__PASSAGE TO READ__.
Classes: holy readings batman. For those of you considering PhD school, get your reading caps on. I finished the second full book assigned to me yesterday. I'm also taking 9 hours (3 classes) so it might be a little bit of an exaggeration in some experiences, but also whoa. Classes themselves are interesting, seem to be really good people. But there are for sure moments that I clamp my hands over my ears to stop my head from spinning. I have a feeling this is only going to be a more frequent reaction. Hopefully my brain will acclimate and be less dizzy moving forward. 

Alarmingly, we had a cool front come through. Let me explain. The temperature dropped about 5-10 degrees and I honestly thought it was much improved from yesterday. Now the high today was 97 degrees. My Midwestern roots are cowering from the oppressive heat. This can't be real life that 97 is cool. And sure by comparison, but not actually cool. I'm still sweating more than normal. 

With any luck, it will indeed start to cool down. To like a real amount where an average human could wear pants and not instantly regret this decision. 

Monday, August 22, 2016

Let's talk about pants

Today was the first real full day of school lifeness. Typically, I prefer to wear skirts or dresses because 1) it's hella hot and skirts make sense, and 2) the correct but maybe less professional term "ass sweat" is a thing and do I need I explain that skirts have a breeze function?

__PROBLEM A__. In the blog post, switch "pants" to "trousers" and give everything from "With any luck, it" down to "a breeze function?" again.

__DATA SHOWN__.
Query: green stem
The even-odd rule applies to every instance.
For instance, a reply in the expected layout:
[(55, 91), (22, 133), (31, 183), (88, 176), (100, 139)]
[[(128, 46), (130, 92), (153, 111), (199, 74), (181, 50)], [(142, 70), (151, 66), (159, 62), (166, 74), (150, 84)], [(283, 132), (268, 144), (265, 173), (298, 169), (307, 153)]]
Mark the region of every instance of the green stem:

__PROBLEM B__. Can you render the rows in Block 1 above as a Markdown table with the columns Row and Line, leaving out blank lines?

__CORRECT RESULT A__.
With any luck, it will indeed start to cool down. To like a real amount where an average human could wear trousers and not instantly regret this decision. 

Monday, August 22, 2016

Let's talk about trousers

Today was the first real full day of school lifeness. Typically, I prefer to wear skirts or dresses because 1) it's hella hot and skirts make sense, and 2) the correct but maybe less professional term "ass sweat" is a thing and do I need I explain that skirts have a breeze function?

__CORRECT RESULT B__.
| Row | Line |
|---|---|
| 1 | Query: green stem |
| 2 | The even-odd rule applies to every instance. |
| 3 | For instance, a reply in the expected layout: |
| 4 | [(55, 91), (22, 133), (31, 183), (88, 176), (100, 139)] |
| 5 | [[(128, 46), (130, 92), (153, 111), (199, 74), (181, 50)], [(142, 70), (151, 66), (159, 62), (166, 74), (150, 84)], [(283, 132), (268, 144), (265, 173), (298, 169), (307, 153)]] |
| 6 | Mark the region of every instance of the green stem: |